WORK INSTRUCTION :: Wherever the string "POST" appears in a line of the listing below, report that line.

========

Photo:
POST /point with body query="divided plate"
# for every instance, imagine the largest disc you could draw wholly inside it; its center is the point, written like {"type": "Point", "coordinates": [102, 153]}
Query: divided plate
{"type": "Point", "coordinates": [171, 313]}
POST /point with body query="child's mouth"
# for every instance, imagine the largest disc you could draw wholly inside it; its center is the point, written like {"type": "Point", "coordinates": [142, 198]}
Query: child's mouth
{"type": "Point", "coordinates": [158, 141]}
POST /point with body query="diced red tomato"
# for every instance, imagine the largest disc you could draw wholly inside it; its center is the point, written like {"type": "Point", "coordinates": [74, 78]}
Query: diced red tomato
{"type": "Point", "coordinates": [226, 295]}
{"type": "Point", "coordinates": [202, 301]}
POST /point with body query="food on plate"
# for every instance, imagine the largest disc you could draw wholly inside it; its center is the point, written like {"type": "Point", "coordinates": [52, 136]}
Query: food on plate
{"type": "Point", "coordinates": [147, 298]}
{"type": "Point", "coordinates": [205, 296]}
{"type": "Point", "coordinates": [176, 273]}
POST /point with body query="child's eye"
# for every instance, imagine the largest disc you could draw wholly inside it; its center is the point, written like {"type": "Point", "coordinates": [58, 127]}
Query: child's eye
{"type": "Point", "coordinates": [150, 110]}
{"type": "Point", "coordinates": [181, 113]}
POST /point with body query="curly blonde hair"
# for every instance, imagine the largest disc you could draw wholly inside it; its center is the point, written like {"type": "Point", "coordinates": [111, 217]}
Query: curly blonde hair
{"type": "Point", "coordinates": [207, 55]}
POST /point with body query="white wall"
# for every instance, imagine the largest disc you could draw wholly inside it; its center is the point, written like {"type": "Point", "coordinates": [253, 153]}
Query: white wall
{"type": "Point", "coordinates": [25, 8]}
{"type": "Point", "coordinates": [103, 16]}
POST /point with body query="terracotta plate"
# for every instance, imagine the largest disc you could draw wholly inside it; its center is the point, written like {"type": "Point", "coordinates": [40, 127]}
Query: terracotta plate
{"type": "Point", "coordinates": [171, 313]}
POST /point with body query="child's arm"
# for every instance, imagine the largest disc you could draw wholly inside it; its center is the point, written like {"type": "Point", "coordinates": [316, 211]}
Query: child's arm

========

EXERCISE ANSWER ::
POST /point with body query="divided plate"
POST /point with body query="child's mouth"
POST /point with body query="diced red tomato"
POST /point with body query="food on plate"
POST /point with body query="child's eye"
POST /point with body query="curly blonde hair"
POST /point with body query="white wall"
POST /point with body query="terracotta plate"
POST /point with body query="child's arm"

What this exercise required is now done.